TEKS BACAAN:
========

Rabu, 23 Maret 2011

Pendapat Sementara Orang Tentang Lombok
 
Sementara orang, terutama dari luar Lombok berpendapat bahwa, nama Pulau Lombok berasal dari nama tanaman Lombok atau Cabe Rawit yang rasanya pedas. Barangkali pendapat ini disesuaikan dengan tulisan namanya yang sekarang, “Lombok” dan sesuai pula dengan pulaunya yang kecil mungil. Juga nama suku Sasak, ada yang berpendapat bahwa, pada jaman dahulu, orang yang pertama kali datang sebagai penghuni Pulau Lombok, datang dengan menumpang sebuah rakit yang berarti “Sasak”. Oleh sebab itulah maka, nama penduduknya dinamakan orang Sasak.

Selasa, 22 Maret 2011

UNGKAPAN AJARAN BERMAKNA DALAM SUKU SASAK



Berbagai ungkapan tradisional yang diinventarisasikan ini, mengandung unsur ajaran yang bermakna. Pada setiap ungkapan, selalu disajikan cerita rekaan untuk memperjelas maknanya. Cerita, diketengahkan secara fiktif. Tidak ada niat untuk mengisahkan kisah seseorang dalam nama tokoh. Ini terungkap secara kebetulan dan tidak disengaja. Berikut beberapa ungkapan tradisional suku Sasak.

Adeq te tao jauq aiq (Supaya kita dapat membawa air):

 

Ungkapan ini mengandung makna bahwa, dalam suatu perselisihan/pertengkaran yang memanas, kita mampu menjadi pendingin. Dalam ungkapan ini pula, diumpamakan sebagai pembawa air, karena air memiliki sifat pembunuh api. Jika suatu pertengkaran menjadi panas diumpamakan seperti api, maka airnya adalah orang yang memberi nasihat, sehingga mereka yang sedang panas hati karena bertengkar menjadi dingin.

========

DATA TERKUMPUL:
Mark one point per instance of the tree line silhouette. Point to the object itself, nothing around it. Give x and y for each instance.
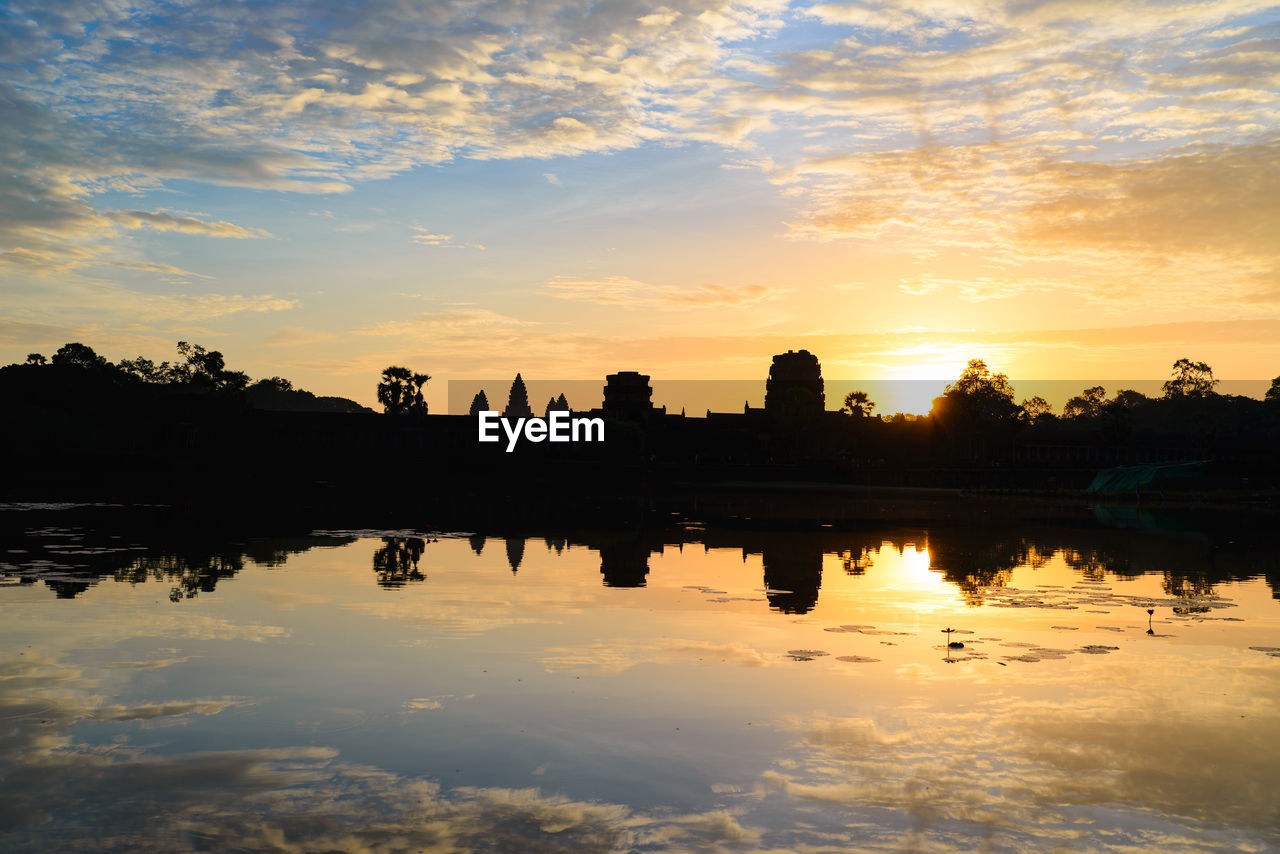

========

TUGAS YANG DIMINTA:
**A.** Tuliskan semua baris judul dalam teks bacaan tentang Lombok dan suku Sasak, tanpa baris tanggal.
**B.** Tentukan apakah setiap pernyataan berikut sesuai dengan teks bacaan tentang Lombok dan suku Sasak. Jawab ya atau tidak, lalu kutip kata-kata teks yang menentukannya.
(i) Menurut sementara orang, nama Pulau Lombok berasal dari nama tanaman cabe rawit.
(ii) Cerita rekaan pada setiap ungkapan dimaksudkan untuk mengisahkan kisah tokoh yang nyata.
(iii) Dalam ungkapan "Adeq te tao jauq aiq", orang yang memberi nasihat diumpamakan sebagai api.
**C.** Sambung teks bacaan tentang ungkapan tradisional suku Sasak itu, mulai setelah kalimat terakhirnya.

JAWABAN BERURUTAN:
**A.**
1. Pendapat Sementara Orang Tentang Lombok
2. UNGKAPAN AJARAN BERMAKNA DALAM SUKU SASAK
3. Adeq te tao jauq aiq (Supaya kita dapat membawa air)

**B.**
(i) Ya: "nama Pulau Lombok berasal dari nama tanaman Lombok atau Cabe Rawit yang rasanya pedas"
(ii) Tidak: "Tidak ada niat untuk mengisahkan kisah seseorang dalam nama tokoh."
(iii) Tidak: "maka airnya adalah orang yang memberi nasihat"

**C.**
Untuk memperjelas, disajikan cerita rekaan: Icok dan Imok sedang bertengkar ramai sekali, disaksikan beberapa teman. Pertengkaran itu muncul karena, Icok dikira telah merebut pacar Imok. Pada saat mereka bertengkar, kemudian lewatlah Inaq Minok. Setelah mengetahui duduk persoalannya, Inaq Minok kemudian menasihati kedua gadis itu. “Dik Icok dan Imok, pertengkaran ini hanya salah faham dan praduga. Untuk itu kalian supaya rukun kembali dan saling memaafkan”. Rupanya nasihat Inaq Minok dapat dipahami kedua gadis yang baru saja usai bertengkar. Keduanya langsung menjadi dingin dan akhirnya saling memaafkan.
Dalam contoh cerita di atas, Inaq Minok disebut tao jauq aiq, bisa membawa air yang mendinginkan suasana panas karena pertengkaran.

Asaq ngompal bawon aiq (Batu asah terapung di atas air) :

 

Ungkapan ini menggambarkan suatu pengharapan yang tidak mungkin terpenuhi, karena keadaannya memang tidak memungkinkan. Hal ini tampak dari penggunaan perumpamaan batu asah. Benda ini jelas tidak mungkin terapung di atas air, tapi harus tenggelam karena berat.
Ungkapan ini ingin menggambarkan suatu perbuatan yang sia-sia. Orang yang mengerjakan suatu yang tidak sesuai dengan keadaan, baik berupa materi, kecakapan, pangkat dsb. Ungkapan ini memilih perumpamaan dengan batu asah, sebab pada masyarakat pedesaan, asah merupakan peralatan kebutuhan sehari-hari mereka. Biasanya setiap rumah punya asah, dan untuk memelihara asah ini biasanya direndam dalam air. Dan pasti tenggelam, tidak ada yang mengapung.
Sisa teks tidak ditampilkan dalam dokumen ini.